> [Requirement]:
The whole listing needs retyping exactly; keep the pictures out of it.

> [Material for this exercise]:
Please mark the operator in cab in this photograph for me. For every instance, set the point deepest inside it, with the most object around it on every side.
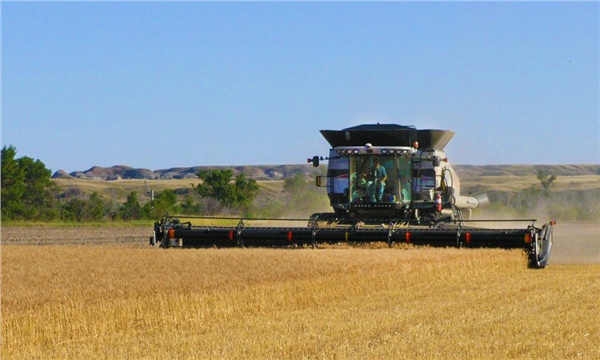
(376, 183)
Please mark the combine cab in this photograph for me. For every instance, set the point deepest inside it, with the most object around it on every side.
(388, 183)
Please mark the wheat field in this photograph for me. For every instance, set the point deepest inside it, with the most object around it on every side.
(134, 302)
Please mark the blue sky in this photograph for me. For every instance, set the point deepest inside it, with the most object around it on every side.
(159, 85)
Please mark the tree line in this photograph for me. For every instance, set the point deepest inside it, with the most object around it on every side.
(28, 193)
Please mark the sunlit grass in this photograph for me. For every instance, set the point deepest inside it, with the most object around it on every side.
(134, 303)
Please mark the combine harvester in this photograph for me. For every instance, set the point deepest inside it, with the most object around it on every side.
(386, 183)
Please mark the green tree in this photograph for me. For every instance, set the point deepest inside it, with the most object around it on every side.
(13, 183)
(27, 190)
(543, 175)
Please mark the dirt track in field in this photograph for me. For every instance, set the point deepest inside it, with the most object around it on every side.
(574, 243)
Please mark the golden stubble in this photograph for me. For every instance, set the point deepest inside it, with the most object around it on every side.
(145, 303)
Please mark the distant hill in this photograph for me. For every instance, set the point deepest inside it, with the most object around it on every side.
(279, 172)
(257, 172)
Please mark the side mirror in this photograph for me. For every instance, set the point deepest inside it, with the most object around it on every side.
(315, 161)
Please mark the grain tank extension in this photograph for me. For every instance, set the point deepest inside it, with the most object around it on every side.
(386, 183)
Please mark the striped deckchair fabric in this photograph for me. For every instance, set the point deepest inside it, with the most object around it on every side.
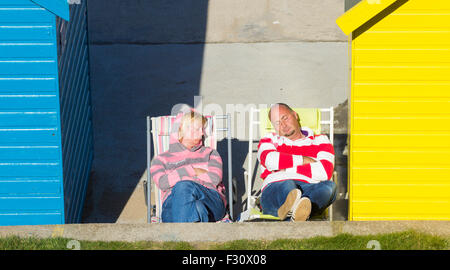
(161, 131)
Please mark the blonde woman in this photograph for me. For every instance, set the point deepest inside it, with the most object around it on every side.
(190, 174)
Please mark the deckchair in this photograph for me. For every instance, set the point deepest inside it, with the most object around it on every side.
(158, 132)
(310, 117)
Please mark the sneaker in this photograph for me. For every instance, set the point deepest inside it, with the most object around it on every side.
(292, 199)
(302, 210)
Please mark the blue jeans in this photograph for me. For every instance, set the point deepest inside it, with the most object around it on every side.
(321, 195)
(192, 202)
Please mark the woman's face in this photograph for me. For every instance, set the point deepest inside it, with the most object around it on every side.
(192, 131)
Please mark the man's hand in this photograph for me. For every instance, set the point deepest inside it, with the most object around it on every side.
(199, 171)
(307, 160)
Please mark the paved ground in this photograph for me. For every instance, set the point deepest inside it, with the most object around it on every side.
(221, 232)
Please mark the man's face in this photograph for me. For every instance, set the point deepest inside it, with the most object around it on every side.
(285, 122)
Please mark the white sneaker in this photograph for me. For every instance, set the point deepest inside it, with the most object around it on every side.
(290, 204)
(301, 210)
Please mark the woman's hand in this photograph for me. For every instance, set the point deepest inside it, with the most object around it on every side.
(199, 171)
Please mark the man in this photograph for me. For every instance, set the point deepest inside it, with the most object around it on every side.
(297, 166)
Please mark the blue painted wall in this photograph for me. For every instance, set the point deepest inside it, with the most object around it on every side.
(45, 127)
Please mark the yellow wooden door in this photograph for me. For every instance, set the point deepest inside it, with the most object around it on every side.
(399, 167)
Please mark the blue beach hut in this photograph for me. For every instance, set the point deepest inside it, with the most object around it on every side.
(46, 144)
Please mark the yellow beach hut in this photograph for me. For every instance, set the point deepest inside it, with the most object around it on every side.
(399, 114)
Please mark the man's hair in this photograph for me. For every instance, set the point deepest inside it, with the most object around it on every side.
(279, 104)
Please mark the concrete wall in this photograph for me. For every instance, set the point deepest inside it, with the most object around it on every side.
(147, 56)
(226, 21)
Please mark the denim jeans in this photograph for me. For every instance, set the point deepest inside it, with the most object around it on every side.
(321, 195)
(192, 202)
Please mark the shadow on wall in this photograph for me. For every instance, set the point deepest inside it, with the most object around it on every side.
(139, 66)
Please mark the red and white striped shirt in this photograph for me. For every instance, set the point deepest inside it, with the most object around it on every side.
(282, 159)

> [Answer to this exercise]:
Please mark the operator in cab in this photograph for me. For every instance, set the point deepest inside it, with the most object around it on every side.
(376, 183)
Please mark the combine cab in this photograph for me. For every instance, set the point deepest inside it, with the most object around it on every side.
(388, 183)
Please mark the wheat field in this photograph for me. For every instance, set the point deepest inside it, with the most object around it on every side.
(134, 302)
Please mark the blue sky in this photograph for me. For every instance, set the point deepest inside it, with the most object around it on every side.
(159, 85)
Please mark the tree line in this photograph for me. For every instance, set the point deepest inside it, with the most object around it on every side.
(28, 193)
Please mark the sunlit grass in this photograph for me. For every instance, set the point deepest inside it, with the most object around it on every side.
(134, 303)
Please mark the combine harvester in this photograph for me. For every instance, set the point deepest inside it, with the most object around it on every side.
(386, 183)
Please mark the green tree in this photograph for me. For every instance, set the point deepest inside it, with the most object around it on every side.
(13, 183)
(27, 190)
(543, 175)
Please mark the dirt track in field in this photograph for me. For every instance, set the point deepest inside it, with the most object around it on every side.
(574, 243)
Please mark the golden stubble in this photograph for me. For every instance, set the point deepest inside it, with the most object around it on every side.
(145, 303)
Please mark the distant hill in this photograph for me. For every instance, set the point deepest inside it, with the most object around it on every side.
(279, 172)
(257, 172)
Please mark the side mirror in this photograph for me. For every instance, set the point deepest inside it, with the most object around it on every side.
(315, 161)
Please mark the grain tank extension in this photograph for me. For every instance, set the point deepest inside it, with the most object around it on every side.
(386, 183)
Please mark the striped deckchair fabric in this photograph for me. For every instance, set the point deepest inside it, with the most object around it on every side.
(161, 131)
Please mark the blonde woman in this photograph for me. For every instance, set the point deepest inside it, with the most object around it on every side.
(190, 174)
Please mark the deckchair in this photograph for me. For every instance, set the point deepest inside it, with the most object around it on every side.
(158, 132)
(310, 117)
Please mark the sneaker in this photograph for me. For every instance, set the point deepest inside it, with the most object around it on every side.
(292, 199)
(302, 210)
Please mark the blue jeans in this photograph for me. For every instance, set the point deepest inside it, with the most object around it on every side.
(321, 195)
(192, 202)
Please mark the woman's face in this photograph for me. For every instance, set the point deepest inside it, with the most object around it on every side.
(192, 131)
Please mark the man's hand in this photograph for me. For every instance, set the point deepest inside it, with the most object around it on every side.
(199, 171)
(307, 160)
Please mark the paved ground in this photograph for me. For every instance, set the point deepest inside it, with the most object around it on every side.
(221, 232)
Please mark the man's face in this photograph for me. For every instance, set the point deepest inside it, with the most object around it on every side.
(285, 122)
Please mark the white sneaker in this photograph for me. For every instance, set the point deepest inside it, with the most object around it on every side.
(290, 204)
(301, 210)
Please mark the woman's hand in this photograph for me. For every instance, set the point deepest inside it, with the most object around it on every side.
(199, 171)
Please mark the man in this photograph for me. For every instance, set the point deepest inside it, with the most object around it on every side.
(297, 166)
Please mark the blue painted wall in this photograph for me. For every instance, set the point deepest inside it, with the most object around it on every side.
(45, 127)
Please mark the yellow wooden door in this photograph for me. For every instance, set the point deepest inside it, with the most object around it on every side.
(399, 167)
Please mark the blue beach hut in this photograph for me. For every instance, set the point deepest inside it, with the most object around it on every side.
(46, 144)
Please mark the yellow beach hut in this photograph for me. For every instance, set the point deepest inside it, with the most object around it on every side.
(399, 114)
Please mark the man's hair in this photograph for me. For every instance, set the point deepest inside it, with the most object around it on every side.
(279, 104)
Please mark the concrete wall in this photograph for me. For every instance, set the point deepest inside it, with the most object around it on every side.
(147, 56)
(226, 21)
Please mark the denim jeans in this photograph for me. For every instance, set the point deepest inside it, with the most object around it on every side.
(321, 195)
(192, 202)
Please mark the shadow on wall in this photograph for me. For every instance, set the point deepest inside it, with the most object around it on every side.
(139, 66)
Please mark the red and white striped shirt in this photograph for me. For every instance, set the point deepest inside it, with the most object around it on every side.
(282, 159)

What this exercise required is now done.